- _課題一覧_
a – 引用文によると、手術のあと体重は何kgまで減りましたか。
b – 次の(i)〜(iii)が引用文の内容と合っているか、それぞれ「はい」か「いいえ」で答えてください。決め手になった引用文の言葉もそのまま添えてください。
(i) 吉川さんがジョギングを始めたのは手術後の冬である。
(ii) 経過観察のあとの検査で、がんの再発が見つかった。
(iii) 療養期間を終えた吉川さんは、飲食店でアルバイトを始めた。
c – 引用文の「胃を摘出しているため、手術後」から「る量は増えてきているという。」までを、そのまま抜き出してください。

- _引用文_

----------------------------------------

しかし、「3〜4週目から体のだるさや、口内炎、爪の色素沈着などが始まりました。でも、辛いときは飲まなくて良いと医師に言われていたため、途中で飲むのを止めることもできました」
胃を摘出しているため、手術後は何も食べることができず、体重は41kgまで減った。その後少しずつ食べられるようになったとはいえ「うどん1本を100回以上噛んで飲み込んで、それで満腹でした」
食べたものは直接腸に送られるため、特によく噛んで消化する必要がある。「食道も一部切除しているのもあって、食べ物が喉に詰まってしまったり、めまいなどのダンピング症候群になることもありました」
「以前と同じくらい食べられるようになったなと思うのはここ1〜2年」という吉川さん。手術後の冬から始めたジョギングを継続していたおかげで、食べられる量は増えてきているという。
「やっぱり美味しいものを食べたい」と話す吉川さん。好きな食べ物は肉と野菜だ。
ジョギングから始めたリハビリは、今ではフルマラソンを走れるまでになった。5年間の経過観察のあと、検査をしてもがんの再発はなく、去年の夏頃、医学的に完治となった。
■「一緒に食事」がなさそうな本屋でアルバイト
がんになってから1年半が経った頃、療養期間を終えた吉川さんは本屋でアルバイトをはじめた。

----------------------------------------

- _提供データ_
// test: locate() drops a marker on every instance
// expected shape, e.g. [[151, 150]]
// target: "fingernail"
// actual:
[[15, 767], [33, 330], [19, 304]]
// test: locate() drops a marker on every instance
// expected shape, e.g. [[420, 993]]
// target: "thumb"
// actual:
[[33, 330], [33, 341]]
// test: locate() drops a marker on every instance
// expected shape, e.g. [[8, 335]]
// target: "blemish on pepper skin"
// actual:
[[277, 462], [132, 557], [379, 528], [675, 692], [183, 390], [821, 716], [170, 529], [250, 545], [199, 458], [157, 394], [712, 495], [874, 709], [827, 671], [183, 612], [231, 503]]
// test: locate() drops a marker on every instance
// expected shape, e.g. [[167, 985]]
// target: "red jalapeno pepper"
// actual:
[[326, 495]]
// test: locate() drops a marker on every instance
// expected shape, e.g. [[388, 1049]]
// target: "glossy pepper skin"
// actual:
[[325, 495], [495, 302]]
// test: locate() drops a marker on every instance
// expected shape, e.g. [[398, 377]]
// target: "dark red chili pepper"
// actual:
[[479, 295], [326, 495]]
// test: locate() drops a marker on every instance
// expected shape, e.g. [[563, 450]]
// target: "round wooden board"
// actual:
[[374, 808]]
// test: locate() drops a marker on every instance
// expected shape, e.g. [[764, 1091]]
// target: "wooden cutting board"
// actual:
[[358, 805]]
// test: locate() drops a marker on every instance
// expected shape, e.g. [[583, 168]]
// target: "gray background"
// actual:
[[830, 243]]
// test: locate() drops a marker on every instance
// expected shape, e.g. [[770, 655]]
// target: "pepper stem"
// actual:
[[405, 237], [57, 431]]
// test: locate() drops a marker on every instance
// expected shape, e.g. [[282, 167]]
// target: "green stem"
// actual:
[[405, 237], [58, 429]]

----------------------------------------

- _演習の結果_
a – 41kgです。

b –
(i) はい。「手術後の冬から始めたジョギングを継続していた」
(ii) いいえ。「検査をしてもがんの再発はなく」
(iii) いいえ。「本屋でアルバイトをはじめた」

c –
胃を摘出しているため、手術後は何も食べることができず、体重は41kgまで減った。その後少しずつ食べられるようになったとはいえ「うどん1本を100回以上噛んで飲み込んで、それで満腹でした」
食べたものは直接腸に送られるため、特によく噛んで消化する必要がある。「食道も一部切除しているのもあって、食べ物が喉に詰まってしまったり、めまいなどのダンピング症候群になることもありました」
「以前と同じくらい食べられるようになったなと思うのはここ1〜2年」という吉川さん。手術後の冬から始めたジョギングを継続していたおかげで、食べられる量は増えてきているという。